▸ **Brief**
Which lines run from the line with "Target: blue jeans" through the line with "Target: wrist" in the entries below? Print them exactly, both ends included, and nothing more.

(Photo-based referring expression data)
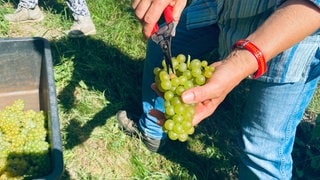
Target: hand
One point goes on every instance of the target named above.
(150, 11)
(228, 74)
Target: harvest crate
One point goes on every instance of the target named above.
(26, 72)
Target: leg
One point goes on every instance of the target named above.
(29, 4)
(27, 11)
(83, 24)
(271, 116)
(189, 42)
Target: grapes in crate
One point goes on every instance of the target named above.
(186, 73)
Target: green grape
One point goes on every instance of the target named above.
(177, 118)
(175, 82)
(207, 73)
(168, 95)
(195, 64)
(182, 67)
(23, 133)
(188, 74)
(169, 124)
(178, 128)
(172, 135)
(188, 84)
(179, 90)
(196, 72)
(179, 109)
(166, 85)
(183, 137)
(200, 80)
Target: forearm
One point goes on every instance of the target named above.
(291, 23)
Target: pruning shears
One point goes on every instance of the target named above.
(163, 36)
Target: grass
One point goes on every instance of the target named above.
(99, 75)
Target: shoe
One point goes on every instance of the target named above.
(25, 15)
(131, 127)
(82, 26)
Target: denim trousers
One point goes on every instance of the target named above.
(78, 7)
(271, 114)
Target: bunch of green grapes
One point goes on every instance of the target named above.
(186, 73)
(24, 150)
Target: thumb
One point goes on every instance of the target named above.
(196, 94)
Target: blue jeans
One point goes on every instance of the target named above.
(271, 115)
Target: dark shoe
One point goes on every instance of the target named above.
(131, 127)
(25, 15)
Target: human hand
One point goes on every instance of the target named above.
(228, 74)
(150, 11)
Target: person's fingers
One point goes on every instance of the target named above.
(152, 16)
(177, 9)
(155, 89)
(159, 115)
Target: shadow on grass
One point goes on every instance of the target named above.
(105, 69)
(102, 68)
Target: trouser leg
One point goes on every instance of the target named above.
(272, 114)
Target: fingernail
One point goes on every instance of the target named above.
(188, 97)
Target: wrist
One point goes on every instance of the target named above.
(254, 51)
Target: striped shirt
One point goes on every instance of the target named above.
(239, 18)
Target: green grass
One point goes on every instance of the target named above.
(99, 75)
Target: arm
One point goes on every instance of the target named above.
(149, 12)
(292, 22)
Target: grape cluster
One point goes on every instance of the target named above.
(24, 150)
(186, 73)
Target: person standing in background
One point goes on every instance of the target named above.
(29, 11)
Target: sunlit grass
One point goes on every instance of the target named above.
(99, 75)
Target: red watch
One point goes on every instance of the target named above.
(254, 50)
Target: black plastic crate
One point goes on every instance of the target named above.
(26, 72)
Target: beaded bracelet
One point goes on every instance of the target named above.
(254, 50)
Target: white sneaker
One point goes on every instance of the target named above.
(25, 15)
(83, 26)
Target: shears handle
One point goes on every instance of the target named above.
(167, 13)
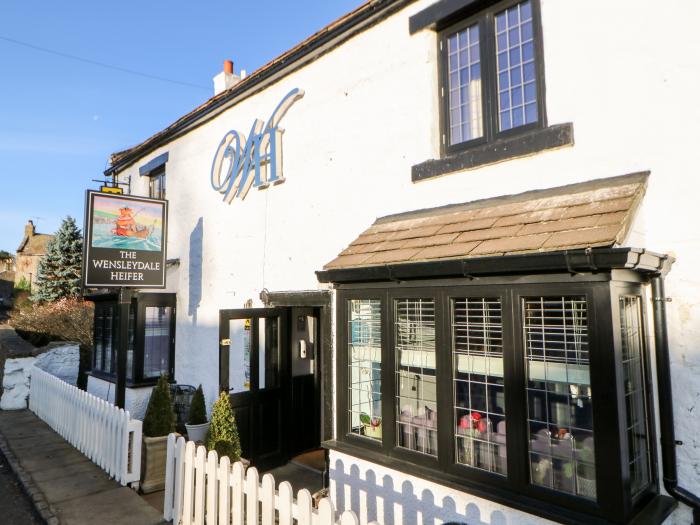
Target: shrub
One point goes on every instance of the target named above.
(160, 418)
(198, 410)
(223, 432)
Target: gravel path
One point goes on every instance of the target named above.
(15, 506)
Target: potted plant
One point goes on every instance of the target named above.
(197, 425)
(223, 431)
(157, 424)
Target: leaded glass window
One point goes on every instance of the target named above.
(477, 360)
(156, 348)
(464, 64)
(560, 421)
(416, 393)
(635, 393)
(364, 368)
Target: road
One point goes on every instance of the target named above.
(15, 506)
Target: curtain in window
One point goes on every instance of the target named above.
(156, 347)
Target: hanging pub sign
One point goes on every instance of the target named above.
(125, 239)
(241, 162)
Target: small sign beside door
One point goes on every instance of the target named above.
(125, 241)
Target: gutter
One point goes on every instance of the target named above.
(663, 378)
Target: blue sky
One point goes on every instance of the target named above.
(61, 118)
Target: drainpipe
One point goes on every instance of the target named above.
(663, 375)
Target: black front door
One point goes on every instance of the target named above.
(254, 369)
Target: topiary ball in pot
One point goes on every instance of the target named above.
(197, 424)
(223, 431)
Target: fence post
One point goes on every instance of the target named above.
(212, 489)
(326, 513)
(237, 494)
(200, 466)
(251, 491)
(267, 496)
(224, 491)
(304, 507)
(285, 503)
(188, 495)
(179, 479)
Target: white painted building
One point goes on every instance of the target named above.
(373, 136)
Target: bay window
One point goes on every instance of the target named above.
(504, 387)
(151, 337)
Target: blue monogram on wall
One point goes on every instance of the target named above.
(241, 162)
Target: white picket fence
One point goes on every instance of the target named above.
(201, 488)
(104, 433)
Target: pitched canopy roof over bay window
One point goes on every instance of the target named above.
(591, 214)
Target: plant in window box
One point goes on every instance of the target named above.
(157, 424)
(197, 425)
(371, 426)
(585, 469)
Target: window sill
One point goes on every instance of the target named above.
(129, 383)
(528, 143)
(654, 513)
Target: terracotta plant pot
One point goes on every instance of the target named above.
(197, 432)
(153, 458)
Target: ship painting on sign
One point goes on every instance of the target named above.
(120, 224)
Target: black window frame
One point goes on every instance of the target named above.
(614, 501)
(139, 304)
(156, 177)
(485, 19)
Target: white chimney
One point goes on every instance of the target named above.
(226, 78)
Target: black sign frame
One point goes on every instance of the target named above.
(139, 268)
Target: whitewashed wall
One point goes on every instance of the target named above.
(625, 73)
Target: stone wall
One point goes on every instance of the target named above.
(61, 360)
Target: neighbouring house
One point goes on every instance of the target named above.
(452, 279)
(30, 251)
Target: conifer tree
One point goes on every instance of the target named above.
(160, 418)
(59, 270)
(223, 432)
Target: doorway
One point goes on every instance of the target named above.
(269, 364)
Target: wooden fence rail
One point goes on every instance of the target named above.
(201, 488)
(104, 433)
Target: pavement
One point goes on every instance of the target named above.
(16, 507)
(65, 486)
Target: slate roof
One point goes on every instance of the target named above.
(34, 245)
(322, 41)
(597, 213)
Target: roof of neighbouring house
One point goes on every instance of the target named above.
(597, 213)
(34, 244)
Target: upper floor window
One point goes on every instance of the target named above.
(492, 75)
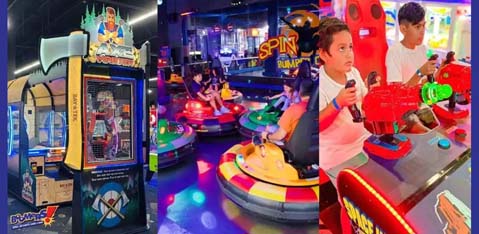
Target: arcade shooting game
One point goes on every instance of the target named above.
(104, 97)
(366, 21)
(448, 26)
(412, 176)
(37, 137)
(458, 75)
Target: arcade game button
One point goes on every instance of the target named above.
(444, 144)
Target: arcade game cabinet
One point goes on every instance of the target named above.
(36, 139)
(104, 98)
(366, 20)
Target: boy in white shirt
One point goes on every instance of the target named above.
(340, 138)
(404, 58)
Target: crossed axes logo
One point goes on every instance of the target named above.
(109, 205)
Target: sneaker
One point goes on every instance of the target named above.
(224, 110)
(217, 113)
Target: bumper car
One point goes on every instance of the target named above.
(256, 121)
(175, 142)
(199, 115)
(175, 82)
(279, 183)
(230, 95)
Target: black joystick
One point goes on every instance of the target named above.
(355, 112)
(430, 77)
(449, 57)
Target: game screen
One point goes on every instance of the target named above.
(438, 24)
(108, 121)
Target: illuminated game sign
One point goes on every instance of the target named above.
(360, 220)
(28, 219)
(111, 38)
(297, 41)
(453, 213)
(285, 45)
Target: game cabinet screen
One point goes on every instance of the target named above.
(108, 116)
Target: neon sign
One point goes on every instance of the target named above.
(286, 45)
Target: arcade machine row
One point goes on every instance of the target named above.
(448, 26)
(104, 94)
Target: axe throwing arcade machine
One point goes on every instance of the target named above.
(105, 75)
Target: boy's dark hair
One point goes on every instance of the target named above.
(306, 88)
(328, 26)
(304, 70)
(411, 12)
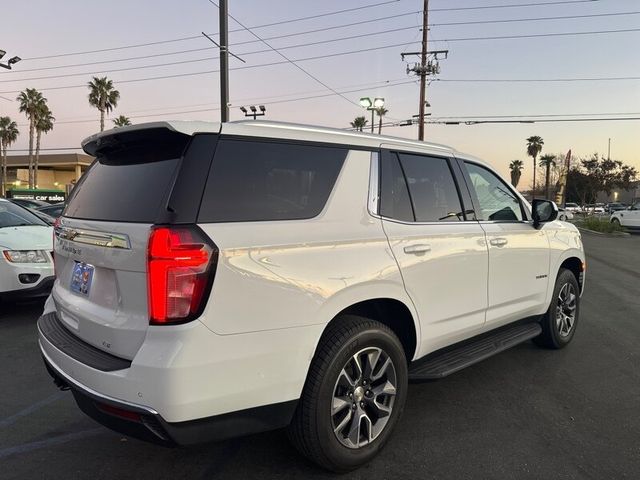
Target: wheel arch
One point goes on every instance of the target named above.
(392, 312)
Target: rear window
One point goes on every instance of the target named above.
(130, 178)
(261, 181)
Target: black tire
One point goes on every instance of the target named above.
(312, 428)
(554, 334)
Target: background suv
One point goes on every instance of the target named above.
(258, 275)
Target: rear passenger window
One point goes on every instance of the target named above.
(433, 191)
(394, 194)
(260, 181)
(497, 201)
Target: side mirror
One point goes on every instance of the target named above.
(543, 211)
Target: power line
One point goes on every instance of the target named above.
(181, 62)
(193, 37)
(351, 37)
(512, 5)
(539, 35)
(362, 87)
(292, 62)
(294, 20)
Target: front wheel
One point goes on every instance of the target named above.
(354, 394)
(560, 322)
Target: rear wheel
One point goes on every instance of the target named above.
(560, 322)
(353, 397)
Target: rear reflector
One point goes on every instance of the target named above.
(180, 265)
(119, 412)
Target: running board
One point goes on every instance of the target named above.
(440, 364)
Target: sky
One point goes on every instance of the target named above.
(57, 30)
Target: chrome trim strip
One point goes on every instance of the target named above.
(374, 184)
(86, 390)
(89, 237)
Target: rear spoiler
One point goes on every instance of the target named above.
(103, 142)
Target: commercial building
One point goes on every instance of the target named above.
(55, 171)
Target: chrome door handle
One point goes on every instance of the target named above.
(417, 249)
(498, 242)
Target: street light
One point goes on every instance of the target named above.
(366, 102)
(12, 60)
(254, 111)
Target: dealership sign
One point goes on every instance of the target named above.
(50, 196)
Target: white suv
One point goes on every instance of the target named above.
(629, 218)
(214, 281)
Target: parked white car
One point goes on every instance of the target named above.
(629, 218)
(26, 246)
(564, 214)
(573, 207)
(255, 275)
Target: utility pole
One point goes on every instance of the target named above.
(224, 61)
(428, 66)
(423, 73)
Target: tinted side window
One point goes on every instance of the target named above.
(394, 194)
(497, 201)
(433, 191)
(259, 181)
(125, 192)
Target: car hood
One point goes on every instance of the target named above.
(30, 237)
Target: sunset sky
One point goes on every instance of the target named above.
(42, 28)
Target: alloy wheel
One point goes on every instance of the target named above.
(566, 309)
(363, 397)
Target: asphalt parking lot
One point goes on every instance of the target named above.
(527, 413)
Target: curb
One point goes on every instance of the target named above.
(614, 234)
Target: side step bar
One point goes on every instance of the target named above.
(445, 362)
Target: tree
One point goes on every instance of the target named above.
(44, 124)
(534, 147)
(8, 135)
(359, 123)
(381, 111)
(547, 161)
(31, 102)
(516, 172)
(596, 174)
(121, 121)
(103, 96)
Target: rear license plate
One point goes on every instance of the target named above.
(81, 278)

▸ **Written reply**
Target: blue jeans
One point goes on every instance of the target named above.
(271, 115)
Target: dark shoe
One point goes on every instance of the target named above.
(131, 127)
(25, 15)
Target: human hand
One point goes on every instance of the target named above.
(228, 74)
(150, 11)
Target: person's fingers
One point goes on every instance of the target named above.
(152, 16)
(177, 9)
(155, 89)
(159, 115)
Target: shadow on grass
One point goes on every instance of the target named above.
(105, 69)
(102, 68)
Target: trouser leg
One point goes on every instance of the target named above.
(272, 114)
Target: fingernail
One point goes on every instance of the target named above.
(188, 97)
Target: wrist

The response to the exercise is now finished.